## Excerpts of pointing data
↓↓↓

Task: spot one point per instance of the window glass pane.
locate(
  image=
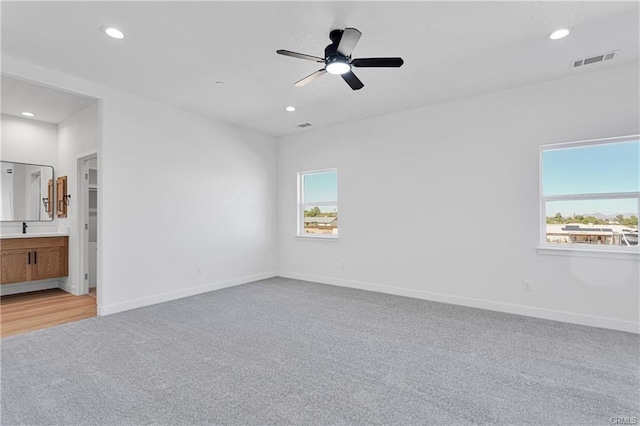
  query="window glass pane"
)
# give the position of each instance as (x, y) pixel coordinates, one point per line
(320, 187)
(595, 222)
(320, 219)
(605, 168)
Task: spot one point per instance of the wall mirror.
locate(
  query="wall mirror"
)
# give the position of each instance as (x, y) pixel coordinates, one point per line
(27, 192)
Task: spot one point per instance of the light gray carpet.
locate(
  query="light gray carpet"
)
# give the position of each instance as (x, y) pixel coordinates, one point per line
(281, 351)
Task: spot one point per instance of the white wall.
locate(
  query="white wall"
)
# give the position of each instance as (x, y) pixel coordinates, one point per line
(177, 191)
(77, 136)
(455, 187)
(29, 141)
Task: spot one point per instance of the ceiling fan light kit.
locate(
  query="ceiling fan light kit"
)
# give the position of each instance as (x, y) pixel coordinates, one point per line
(337, 59)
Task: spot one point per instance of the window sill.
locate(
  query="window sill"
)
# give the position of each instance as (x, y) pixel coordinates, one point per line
(589, 252)
(333, 238)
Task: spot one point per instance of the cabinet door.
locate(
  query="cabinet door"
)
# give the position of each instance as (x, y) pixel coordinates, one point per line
(14, 266)
(47, 263)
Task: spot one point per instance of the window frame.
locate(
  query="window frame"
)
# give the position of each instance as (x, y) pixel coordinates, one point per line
(570, 249)
(301, 205)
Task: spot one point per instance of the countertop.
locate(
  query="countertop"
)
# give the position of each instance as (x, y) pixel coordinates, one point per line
(35, 235)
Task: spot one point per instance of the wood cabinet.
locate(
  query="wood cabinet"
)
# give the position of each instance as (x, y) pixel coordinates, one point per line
(30, 259)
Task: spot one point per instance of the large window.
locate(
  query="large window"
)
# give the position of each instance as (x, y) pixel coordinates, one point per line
(590, 195)
(318, 203)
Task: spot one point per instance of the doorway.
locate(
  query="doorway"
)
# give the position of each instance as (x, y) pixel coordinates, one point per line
(89, 225)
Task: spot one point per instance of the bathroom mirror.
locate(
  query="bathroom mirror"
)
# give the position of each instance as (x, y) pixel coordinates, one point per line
(27, 192)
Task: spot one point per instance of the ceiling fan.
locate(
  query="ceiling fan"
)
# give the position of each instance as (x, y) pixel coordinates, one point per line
(337, 59)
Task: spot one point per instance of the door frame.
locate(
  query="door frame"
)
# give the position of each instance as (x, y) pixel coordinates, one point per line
(83, 222)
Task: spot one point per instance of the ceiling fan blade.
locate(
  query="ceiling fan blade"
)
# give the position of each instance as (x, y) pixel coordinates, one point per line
(353, 81)
(377, 62)
(350, 37)
(308, 79)
(300, 55)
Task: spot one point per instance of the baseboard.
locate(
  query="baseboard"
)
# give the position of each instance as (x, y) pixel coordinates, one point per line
(593, 321)
(8, 289)
(165, 297)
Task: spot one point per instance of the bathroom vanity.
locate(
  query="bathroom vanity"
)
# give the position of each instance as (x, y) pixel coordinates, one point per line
(33, 257)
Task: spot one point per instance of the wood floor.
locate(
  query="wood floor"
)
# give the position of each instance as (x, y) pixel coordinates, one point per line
(21, 313)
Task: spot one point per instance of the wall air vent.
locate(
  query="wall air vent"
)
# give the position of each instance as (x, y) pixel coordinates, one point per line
(593, 59)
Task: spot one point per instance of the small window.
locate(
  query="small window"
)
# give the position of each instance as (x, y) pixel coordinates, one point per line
(590, 195)
(318, 203)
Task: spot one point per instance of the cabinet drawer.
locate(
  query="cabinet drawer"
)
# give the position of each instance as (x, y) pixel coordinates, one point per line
(31, 259)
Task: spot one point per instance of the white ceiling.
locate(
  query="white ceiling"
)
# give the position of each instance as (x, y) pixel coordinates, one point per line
(174, 52)
(48, 105)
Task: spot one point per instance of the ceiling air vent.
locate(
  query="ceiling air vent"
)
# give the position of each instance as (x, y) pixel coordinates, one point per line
(593, 59)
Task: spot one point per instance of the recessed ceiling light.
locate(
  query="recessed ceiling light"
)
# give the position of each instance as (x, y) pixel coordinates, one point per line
(560, 33)
(337, 65)
(113, 32)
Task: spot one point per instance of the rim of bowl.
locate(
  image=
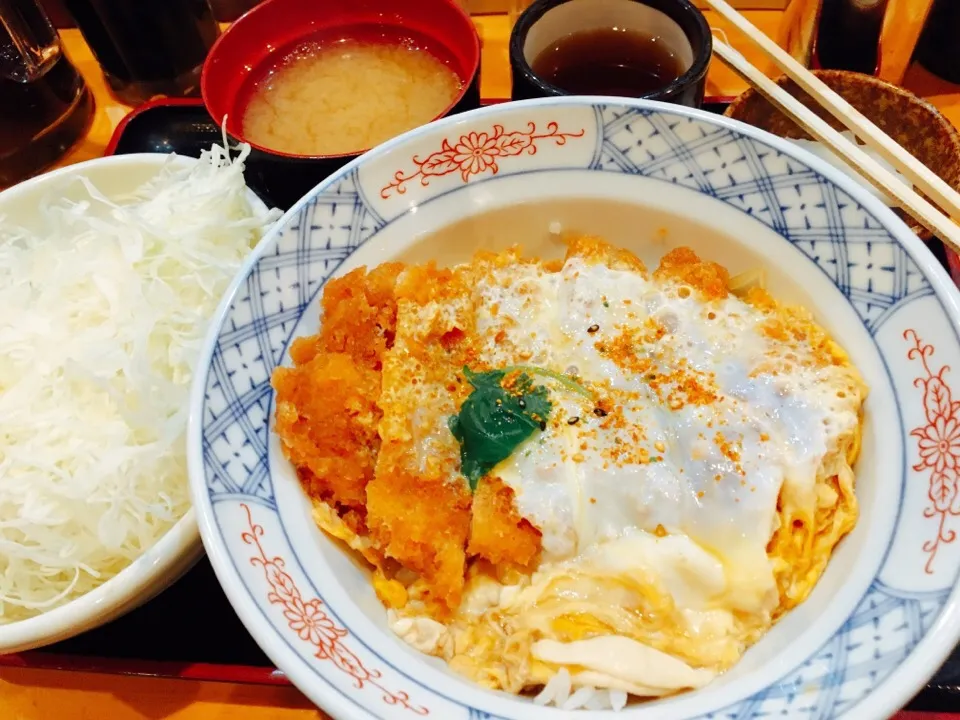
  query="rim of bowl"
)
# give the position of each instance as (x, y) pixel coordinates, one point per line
(179, 547)
(915, 669)
(697, 71)
(251, 15)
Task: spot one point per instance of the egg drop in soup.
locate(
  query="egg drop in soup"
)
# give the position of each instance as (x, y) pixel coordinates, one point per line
(346, 93)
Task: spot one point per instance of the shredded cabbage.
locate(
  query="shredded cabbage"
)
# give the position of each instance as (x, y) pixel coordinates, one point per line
(102, 315)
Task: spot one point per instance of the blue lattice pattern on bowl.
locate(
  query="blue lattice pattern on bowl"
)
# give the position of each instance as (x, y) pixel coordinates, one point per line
(847, 238)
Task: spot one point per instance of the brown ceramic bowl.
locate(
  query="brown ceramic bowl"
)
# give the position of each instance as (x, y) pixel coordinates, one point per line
(914, 123)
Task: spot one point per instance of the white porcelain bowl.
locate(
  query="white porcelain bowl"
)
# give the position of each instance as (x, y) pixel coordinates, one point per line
(180, 547)
(883, 617)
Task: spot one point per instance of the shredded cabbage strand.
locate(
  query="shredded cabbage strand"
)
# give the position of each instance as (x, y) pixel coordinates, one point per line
(103, 311)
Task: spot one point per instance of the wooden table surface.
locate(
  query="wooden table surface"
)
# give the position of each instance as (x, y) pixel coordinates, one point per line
(27, 694)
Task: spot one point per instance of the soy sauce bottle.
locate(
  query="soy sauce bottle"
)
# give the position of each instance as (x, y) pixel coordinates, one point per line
(147, 47)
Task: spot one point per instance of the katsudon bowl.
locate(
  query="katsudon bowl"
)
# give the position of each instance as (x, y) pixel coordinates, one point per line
(648, 177)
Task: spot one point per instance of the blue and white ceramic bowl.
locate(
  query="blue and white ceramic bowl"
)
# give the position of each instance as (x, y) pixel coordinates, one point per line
(883, 617)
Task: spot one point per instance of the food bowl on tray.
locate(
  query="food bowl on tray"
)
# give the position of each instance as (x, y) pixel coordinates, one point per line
(246, 56)
(648, 177)
(179, 547)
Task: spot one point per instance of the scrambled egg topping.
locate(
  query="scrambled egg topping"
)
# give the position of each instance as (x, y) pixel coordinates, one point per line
(575, 465)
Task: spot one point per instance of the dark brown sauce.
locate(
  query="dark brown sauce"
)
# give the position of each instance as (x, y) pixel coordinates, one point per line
(609, 61)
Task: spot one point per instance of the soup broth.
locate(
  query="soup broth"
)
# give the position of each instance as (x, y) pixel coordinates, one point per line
(344, 93)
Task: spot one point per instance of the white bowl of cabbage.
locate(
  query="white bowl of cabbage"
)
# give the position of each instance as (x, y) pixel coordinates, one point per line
(109, 270)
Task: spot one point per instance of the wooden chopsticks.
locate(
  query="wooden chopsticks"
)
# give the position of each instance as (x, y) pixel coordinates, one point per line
(916, 172)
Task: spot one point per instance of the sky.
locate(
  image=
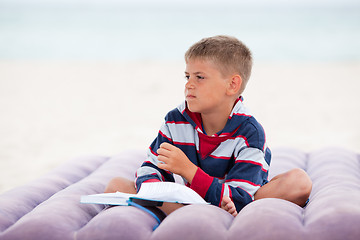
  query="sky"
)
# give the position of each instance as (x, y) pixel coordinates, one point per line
(192, 2)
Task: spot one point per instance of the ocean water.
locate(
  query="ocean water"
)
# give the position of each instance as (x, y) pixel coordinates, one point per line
(164, 32)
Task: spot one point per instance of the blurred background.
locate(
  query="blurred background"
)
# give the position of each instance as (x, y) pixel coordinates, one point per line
(97, 77)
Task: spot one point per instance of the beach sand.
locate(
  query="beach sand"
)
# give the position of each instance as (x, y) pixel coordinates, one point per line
(52, 112)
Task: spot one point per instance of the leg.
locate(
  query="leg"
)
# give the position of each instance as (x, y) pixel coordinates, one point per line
(294, 186)
(127, 186)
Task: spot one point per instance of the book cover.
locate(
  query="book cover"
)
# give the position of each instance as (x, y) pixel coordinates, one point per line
(153, 193)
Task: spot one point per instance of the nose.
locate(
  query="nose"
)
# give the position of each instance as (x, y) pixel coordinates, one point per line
(189, 84)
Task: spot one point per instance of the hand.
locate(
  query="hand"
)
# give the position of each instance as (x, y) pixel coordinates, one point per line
(175, 161)
(228, 206)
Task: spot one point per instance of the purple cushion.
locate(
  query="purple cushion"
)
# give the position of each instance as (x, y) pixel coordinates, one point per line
(49, 207)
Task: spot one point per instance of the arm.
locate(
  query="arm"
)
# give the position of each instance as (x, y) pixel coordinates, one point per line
(149, 171)
(174, 160)
(242, 182)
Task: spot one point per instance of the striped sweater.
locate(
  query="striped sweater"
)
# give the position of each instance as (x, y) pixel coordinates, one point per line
(233, 162)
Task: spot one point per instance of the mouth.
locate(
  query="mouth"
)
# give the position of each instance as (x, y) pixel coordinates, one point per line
(189, 97)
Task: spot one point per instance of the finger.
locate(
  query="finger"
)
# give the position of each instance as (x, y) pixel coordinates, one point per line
(167, 146)
(162, 166)
(163, 158)
(163, 151)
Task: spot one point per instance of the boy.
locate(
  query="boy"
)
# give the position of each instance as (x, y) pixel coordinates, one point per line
(212, 141)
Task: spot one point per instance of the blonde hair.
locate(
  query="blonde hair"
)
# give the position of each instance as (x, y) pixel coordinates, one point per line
(226, 52)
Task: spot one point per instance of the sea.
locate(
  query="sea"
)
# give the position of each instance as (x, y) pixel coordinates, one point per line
(164, 31)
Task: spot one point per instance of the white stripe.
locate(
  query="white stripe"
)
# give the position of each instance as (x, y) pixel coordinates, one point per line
(245, 186)
(254, 155)
(226, 148)
(240, 108)
(147, 171)
(182, 132)
(165, 130)
(226, 190)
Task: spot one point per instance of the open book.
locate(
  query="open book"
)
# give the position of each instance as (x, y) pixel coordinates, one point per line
(155, 192)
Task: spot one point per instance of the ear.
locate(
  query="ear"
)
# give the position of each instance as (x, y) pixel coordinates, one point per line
(235, 83)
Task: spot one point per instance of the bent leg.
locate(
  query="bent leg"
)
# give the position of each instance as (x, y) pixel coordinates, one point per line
(294, 186)
(127, 186)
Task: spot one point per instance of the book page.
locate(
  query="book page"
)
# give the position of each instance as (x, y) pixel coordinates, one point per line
(154, 191)
(169, 192)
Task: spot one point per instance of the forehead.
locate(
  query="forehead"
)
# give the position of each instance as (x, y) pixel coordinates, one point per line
(200, 65)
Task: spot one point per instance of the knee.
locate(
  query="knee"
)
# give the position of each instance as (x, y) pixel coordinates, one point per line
(300, 183)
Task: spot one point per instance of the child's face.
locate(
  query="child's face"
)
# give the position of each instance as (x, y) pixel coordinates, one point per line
(205, 90)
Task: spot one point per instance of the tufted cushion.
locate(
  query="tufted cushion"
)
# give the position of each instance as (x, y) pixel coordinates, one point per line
(49, 207)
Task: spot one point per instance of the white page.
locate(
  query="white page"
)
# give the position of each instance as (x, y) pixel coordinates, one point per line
(169, 192)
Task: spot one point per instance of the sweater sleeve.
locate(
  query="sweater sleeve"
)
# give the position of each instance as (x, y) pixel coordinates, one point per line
(149, 172)
(247, 175)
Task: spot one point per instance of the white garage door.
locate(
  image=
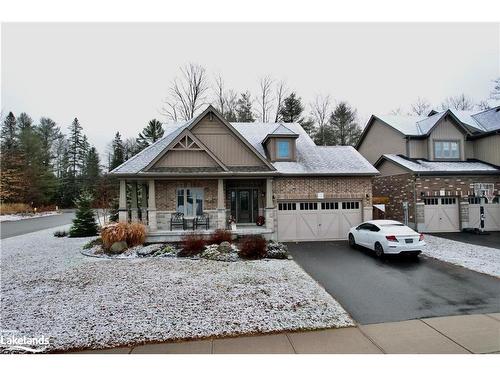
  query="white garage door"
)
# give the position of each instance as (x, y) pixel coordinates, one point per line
(309, 221)
(491, 215)
(441, 215)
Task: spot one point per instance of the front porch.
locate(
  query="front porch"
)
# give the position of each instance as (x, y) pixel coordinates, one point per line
(154, 201)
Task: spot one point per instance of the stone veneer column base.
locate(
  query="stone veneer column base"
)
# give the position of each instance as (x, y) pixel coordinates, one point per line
(221, 218)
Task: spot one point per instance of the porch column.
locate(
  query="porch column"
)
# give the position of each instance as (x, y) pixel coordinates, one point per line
(133, 203)
(153, 226)
(144, 203)
(122, 203)
(269, 210)
(221, 205)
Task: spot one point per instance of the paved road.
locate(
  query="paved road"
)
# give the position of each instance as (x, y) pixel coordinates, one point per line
(16, 228)
(395, 289)
(490, 240)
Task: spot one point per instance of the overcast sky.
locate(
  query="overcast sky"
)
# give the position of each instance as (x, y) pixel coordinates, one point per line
(113, 77)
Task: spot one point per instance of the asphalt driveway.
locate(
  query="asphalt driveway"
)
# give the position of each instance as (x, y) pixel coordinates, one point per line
(492, 239)
(395, 289)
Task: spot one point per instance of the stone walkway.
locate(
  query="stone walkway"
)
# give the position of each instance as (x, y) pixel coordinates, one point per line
(445, 335)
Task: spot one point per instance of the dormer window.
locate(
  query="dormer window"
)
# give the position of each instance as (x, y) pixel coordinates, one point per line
(283, 149)
(446, 150)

↑↑↑

Quote exactly and only the lines from the one holding "Task: spot one point per instance of the overcast" through the end of the data.

Task: spot one point per instance of the overcast sky.
locate(
  query="overcast sky"
)
# give the position of each instance as (x, y) pixel coordinates, one point per line
(113, 77)
Task: spot one point per instance of the asphalt driveway.
locate(
  query="asphalt driveway"
)
# give the position of each instance as (x, y) pixel coordinates, one point per line
(492, 239)
(395, 289)
Task: spot one point per instance of the stone walkway.
locate(
  query="stone walkway"
)
# give the position of each instance as (x, y) pixel coordinates, one point per line
(445, 335)
Task: spot one point per instance of the dormer window.
locate(
  query="dormer window"
)
# give the position of each instance as (x, y) pixel coordinates, one point per line
(283, 149)
(446, 150)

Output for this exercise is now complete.